Reproduce the rows below word for word, from the line containing "Could you point at the green" through the last line.

======== Material provided

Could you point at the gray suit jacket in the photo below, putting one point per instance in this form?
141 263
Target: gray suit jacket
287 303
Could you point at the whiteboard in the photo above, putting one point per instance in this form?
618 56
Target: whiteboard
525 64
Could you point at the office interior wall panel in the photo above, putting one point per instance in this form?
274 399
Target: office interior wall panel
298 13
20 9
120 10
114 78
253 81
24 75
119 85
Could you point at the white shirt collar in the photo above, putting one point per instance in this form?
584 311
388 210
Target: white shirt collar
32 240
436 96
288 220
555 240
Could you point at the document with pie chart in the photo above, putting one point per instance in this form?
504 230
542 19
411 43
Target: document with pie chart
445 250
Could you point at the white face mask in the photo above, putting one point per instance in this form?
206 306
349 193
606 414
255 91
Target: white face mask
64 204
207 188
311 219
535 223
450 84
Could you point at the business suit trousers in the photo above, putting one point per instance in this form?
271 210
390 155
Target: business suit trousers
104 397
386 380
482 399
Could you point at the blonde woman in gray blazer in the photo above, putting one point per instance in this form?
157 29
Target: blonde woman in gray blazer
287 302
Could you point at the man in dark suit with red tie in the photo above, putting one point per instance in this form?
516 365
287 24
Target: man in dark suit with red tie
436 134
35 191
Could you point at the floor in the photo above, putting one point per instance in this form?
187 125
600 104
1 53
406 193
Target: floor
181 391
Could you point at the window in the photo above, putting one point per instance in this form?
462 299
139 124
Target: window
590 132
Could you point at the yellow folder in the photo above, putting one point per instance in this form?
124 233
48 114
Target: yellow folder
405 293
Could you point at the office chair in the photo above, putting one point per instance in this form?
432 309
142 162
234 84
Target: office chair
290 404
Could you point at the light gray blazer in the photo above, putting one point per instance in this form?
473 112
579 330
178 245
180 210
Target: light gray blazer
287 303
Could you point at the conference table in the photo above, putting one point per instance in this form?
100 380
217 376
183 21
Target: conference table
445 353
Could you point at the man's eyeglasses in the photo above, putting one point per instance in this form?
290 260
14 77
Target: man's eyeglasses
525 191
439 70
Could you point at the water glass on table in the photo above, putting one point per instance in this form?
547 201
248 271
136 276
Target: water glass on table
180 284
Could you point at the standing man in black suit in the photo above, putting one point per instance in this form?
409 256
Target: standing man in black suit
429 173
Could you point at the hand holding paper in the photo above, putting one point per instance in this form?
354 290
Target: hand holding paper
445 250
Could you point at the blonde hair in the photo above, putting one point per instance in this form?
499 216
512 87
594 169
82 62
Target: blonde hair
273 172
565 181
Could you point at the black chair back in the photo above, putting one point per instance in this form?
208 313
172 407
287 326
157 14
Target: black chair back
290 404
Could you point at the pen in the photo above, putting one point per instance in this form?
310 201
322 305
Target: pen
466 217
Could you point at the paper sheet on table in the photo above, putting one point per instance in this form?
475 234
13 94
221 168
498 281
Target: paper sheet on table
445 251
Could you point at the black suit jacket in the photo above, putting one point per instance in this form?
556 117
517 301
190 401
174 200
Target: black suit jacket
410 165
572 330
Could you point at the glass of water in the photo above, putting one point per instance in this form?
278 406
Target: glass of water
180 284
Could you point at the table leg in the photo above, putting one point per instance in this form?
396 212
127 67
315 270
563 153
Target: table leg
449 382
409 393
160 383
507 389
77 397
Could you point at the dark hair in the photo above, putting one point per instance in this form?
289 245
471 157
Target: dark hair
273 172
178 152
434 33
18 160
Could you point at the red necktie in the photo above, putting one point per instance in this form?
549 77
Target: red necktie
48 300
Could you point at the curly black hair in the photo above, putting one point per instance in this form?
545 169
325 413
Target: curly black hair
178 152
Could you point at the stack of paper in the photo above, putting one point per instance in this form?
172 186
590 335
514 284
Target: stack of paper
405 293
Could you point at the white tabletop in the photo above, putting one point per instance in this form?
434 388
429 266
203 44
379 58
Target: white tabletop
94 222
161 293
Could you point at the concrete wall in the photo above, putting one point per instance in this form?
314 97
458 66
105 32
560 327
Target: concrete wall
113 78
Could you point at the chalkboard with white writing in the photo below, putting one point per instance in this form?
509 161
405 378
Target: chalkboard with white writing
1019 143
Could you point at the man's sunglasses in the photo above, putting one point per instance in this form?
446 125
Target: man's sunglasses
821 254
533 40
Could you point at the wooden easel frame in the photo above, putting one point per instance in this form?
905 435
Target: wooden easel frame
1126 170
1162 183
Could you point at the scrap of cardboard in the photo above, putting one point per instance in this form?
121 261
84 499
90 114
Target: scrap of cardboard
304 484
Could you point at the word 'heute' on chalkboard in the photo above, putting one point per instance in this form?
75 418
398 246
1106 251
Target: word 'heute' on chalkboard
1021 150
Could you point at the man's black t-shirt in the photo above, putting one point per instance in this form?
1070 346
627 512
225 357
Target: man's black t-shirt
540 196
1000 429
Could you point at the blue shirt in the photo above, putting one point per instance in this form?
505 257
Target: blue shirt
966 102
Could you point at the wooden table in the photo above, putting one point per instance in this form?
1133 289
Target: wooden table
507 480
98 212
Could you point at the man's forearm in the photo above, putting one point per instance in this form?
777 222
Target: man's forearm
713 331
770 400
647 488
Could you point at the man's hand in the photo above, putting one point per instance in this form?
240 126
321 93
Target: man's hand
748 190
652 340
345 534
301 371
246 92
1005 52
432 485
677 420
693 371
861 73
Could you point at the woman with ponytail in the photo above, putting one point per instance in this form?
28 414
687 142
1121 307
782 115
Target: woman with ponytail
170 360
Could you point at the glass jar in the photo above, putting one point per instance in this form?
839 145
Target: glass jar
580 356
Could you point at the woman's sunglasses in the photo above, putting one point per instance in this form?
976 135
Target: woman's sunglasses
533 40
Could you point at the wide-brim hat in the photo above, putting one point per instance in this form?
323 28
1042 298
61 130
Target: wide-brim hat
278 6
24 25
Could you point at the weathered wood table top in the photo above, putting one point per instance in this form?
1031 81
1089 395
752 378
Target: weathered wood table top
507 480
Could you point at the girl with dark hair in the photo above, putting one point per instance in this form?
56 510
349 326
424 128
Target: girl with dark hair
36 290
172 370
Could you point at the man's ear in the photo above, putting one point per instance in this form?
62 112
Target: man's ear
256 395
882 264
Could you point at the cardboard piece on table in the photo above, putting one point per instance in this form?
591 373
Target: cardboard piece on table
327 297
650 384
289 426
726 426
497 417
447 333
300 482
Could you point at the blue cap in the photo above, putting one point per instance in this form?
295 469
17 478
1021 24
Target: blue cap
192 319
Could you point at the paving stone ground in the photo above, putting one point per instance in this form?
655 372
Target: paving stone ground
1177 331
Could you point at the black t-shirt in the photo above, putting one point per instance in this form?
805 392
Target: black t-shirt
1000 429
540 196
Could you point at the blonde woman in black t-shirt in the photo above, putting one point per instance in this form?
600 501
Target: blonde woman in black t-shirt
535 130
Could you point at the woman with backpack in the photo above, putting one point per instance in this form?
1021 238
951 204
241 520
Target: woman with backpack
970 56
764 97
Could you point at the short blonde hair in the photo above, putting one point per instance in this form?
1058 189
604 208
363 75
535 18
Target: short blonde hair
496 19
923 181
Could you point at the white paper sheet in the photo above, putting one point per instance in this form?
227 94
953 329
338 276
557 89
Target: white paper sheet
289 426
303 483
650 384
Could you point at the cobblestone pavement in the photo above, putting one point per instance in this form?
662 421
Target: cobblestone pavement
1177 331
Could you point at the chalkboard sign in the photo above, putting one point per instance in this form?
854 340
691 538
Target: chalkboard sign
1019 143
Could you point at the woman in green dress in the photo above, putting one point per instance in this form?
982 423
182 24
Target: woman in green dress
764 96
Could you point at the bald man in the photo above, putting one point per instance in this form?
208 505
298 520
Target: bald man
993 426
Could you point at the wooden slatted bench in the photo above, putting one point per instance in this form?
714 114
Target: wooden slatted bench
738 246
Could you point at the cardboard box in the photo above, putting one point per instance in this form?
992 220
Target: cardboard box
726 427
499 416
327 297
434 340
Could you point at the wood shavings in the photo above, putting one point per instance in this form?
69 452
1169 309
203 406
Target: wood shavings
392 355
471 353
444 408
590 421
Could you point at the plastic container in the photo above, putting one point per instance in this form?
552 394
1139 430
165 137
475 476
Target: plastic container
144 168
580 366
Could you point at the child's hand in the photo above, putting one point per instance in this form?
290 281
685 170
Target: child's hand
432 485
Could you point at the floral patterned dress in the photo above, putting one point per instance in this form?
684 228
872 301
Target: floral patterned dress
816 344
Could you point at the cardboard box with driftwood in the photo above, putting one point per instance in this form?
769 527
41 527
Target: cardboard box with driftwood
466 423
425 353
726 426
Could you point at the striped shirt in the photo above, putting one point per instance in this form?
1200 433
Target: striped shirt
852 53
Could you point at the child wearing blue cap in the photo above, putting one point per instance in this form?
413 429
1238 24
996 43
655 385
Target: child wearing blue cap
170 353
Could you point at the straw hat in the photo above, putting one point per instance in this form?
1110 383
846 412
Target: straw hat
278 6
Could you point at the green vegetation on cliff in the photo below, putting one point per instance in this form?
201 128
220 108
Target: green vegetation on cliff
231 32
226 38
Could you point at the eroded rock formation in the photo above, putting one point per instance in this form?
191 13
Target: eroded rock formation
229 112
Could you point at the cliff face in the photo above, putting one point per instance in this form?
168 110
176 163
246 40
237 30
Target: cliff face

================

The completed task:
Could you point at the green vegetation on cliff in the photo below, putting one point per instance in this form?
201 128
220 108
Target: green vegetation on cliff
231 32
226 38
Could you point at the eroded rock formation in the photo above, putting one point per instance in this form?
191 13
Target: eroded rock formation
229 112
Could you point at the cliff face in the photo above, putting one point per instance in this form?
168 110
176 163
246 40
237 30
Target: cliff face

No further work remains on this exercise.